■ **WORK TO COMPLETE**:
Report every line in the material below that contains the string "tire", copying each one in full.

■ **TASK INPUT**:

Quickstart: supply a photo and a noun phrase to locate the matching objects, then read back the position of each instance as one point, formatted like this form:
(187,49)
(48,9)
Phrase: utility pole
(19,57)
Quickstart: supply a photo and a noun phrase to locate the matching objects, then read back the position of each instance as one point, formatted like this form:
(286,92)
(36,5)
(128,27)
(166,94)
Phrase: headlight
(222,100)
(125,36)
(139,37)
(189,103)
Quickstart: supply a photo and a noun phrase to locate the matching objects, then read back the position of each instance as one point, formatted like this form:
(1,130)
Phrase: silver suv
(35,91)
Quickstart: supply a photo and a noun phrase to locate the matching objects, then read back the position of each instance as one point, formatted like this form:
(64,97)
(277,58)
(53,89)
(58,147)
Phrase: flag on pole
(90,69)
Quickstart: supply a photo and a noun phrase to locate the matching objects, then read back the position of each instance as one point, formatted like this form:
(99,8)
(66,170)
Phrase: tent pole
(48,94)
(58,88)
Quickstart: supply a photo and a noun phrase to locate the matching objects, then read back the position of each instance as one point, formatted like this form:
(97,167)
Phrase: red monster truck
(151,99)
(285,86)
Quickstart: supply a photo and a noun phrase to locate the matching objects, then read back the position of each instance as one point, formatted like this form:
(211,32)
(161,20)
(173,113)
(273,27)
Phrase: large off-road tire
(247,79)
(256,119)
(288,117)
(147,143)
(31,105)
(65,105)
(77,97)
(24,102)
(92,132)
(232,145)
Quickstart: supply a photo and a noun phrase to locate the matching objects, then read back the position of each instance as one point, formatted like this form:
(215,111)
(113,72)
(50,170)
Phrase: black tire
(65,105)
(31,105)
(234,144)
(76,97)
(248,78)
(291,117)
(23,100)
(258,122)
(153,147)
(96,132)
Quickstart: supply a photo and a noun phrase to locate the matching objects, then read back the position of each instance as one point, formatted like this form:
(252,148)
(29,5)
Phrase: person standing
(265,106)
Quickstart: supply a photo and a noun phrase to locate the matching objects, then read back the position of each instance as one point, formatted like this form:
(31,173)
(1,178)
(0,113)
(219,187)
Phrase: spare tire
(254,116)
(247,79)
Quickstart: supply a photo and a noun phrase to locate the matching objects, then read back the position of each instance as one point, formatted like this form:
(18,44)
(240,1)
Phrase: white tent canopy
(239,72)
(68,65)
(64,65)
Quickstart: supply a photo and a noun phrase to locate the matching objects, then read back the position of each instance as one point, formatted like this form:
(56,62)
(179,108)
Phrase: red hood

■ **RESPONSE TO THE TASK**:
Phrase: large off-road tire
Phrase: black tire
Phrase: spare tire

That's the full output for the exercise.